Reading text.
▬▬▬

RFR: 8272083: G1: Record iterated range for BOT performance during card scan

Tue Aug 24 11:45:26 UTC 2021

On Sat, 7 Aug 2021 04:56:08 GMT, Yude Lin <github.com+16811675+linade at openjdk.org> wrote:

> A fix to the problem in 8272083 is to use a per-worker pointer to indicate where the worker has scanned up to, similar to the _scanned_to variable. The difference is this pointer (I call it _iterated_to) records the end of the object and _scanned_to records the end of the scan. Since we always scan with increasing addresses, the end of the latest object scanned is also the address where BOT has fixed up to. So we avoid having to fix below this address when calling block_start(). This implementation approximately reduce the number of calls to set_offset_array() during scan_heap_roots() 2-10 times (in my casual test with -XX:G1ConcRefinementGreenZone=1000000).
> 
> What this approach not solving is random access to BOT. So far I haven't found anything having this pattern.

Hi,

> 
> > > If concurrent refinement tries to refine a card, it will probably run into an unfixed part of BOT. We prevent this by requiring the refiner to fix where the card is pointing at. If other worker has claimed the chunk where the card is pointing at, then refinement can proceed without a guarantee the chunk is actually fixed. This not often happens but might be a problem.
> > 
> > 
> > This paragraph indicates that the refinement thread never fixes up the BOT, and there is some synchronization mechanism between BOT-fix thread and the refinement threads.
> > Not sure how this works, but it depends on how the chunks for BOT-fixup are claimed - maybe the refinement thread could fix the BOT for that chunk first (if unclaimed)? Just an idea, could the refinement threads do that BOT-fixup work first "before" (or during) refining work?

▬▬▬

Material.

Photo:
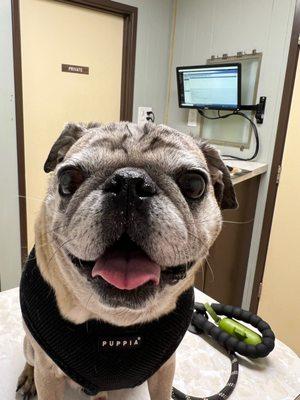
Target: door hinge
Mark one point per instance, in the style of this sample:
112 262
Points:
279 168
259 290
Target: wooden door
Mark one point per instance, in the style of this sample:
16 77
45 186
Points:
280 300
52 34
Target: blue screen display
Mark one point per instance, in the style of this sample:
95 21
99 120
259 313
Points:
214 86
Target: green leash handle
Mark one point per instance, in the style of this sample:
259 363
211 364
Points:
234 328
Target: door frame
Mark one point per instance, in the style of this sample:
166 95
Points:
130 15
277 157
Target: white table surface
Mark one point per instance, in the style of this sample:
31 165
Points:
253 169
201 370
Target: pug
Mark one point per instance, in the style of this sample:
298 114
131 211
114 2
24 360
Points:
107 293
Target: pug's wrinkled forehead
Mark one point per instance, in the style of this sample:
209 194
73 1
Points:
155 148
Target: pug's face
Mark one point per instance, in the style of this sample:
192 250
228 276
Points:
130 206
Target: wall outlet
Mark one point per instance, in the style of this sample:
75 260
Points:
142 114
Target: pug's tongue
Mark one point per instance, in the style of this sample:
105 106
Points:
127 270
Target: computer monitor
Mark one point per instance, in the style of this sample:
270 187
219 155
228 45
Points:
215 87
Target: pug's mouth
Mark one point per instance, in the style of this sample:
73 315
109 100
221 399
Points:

▬▬▬

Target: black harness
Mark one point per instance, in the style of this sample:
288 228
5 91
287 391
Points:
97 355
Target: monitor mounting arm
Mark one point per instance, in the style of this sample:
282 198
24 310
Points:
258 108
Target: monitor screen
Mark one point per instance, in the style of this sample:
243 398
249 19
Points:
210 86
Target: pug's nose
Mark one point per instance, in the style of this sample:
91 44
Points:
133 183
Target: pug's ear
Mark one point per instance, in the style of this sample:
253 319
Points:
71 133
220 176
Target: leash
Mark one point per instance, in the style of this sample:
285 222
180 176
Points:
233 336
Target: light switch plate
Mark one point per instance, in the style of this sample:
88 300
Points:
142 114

▬▬▬

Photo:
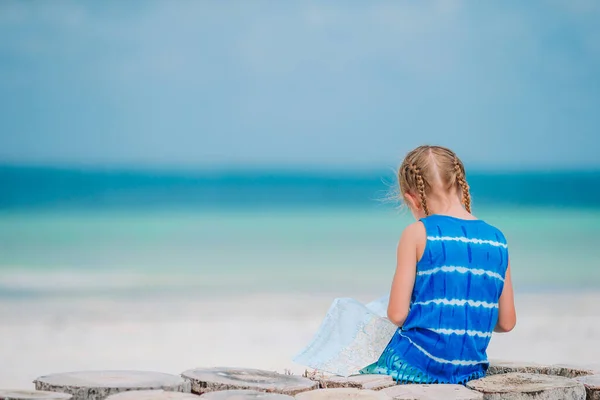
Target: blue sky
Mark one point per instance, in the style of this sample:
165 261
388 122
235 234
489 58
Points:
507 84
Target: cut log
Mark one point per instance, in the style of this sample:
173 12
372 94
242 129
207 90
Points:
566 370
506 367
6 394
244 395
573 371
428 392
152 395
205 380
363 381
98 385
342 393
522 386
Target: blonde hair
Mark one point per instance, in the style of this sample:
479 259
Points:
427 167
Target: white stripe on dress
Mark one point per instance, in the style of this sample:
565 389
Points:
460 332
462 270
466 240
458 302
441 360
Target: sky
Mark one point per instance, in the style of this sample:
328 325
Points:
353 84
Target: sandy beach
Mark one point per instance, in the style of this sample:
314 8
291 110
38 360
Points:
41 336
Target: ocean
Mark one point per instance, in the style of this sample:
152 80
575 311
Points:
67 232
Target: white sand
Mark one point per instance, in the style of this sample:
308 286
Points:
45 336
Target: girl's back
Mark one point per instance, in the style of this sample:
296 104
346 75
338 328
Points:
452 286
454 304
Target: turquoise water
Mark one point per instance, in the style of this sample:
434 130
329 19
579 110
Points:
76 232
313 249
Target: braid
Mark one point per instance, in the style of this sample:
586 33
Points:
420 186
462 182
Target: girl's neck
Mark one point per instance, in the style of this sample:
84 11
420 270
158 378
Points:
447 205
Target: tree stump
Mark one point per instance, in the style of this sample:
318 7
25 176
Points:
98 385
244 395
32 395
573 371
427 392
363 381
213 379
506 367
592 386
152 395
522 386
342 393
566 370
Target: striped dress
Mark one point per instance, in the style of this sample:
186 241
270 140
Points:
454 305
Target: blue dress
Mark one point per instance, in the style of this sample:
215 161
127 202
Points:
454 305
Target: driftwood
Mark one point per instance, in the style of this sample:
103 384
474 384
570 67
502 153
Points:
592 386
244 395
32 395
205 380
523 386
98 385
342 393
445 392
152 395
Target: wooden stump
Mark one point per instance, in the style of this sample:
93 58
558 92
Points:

▬▬▬

Work to complete.
- A) Repeat everything from "Tue Aug 24 11:45:26" down to "test with -XX:G1ConcRefinementGreenZone=1000000)." in the G1 review thread, substituting "marker" for "pointer" each time it appears.
- B) Answer these questions from the G1 review thread:
(i) What date and time appear at the top of the message?
(ii) What name does Yude Lin give the new per-worker pointer?
(iii) What access pattern does the approach not solve?

Solved tasks.
- A)
Tue Aug 24 11:45:26 UTC 2021

On Sat, 7 Aug 2021 04:56:08 GMT, Yude Lin <github.com+16811675+linade at openjdk.org> wrote:

> A fix to the problem in 8272083 is to use a per-worker marker to indicate where the worker has scanned up to, similar to the _scanned_to variable. The difference is this marker (I call it _iterated_to) records the end of the object and _scanned_to records the end of the scan. Since we always scan with increasing addresses, the end of the latest object scanned is also the address where BOT has fixed up to. So we avoid having to fix below this address when calling block_start(). This implementation approximately reduce the number of calls to set_offset_array() during scan_heap_roots() 2-10 times (in my casual test with -XX:G1ConcRefinementGreenZone=1000000).

- B)
(i) Tue Aug 24 11:45:26 UTC 2021
(ii) _iterated_to
(iii) Random access to BOT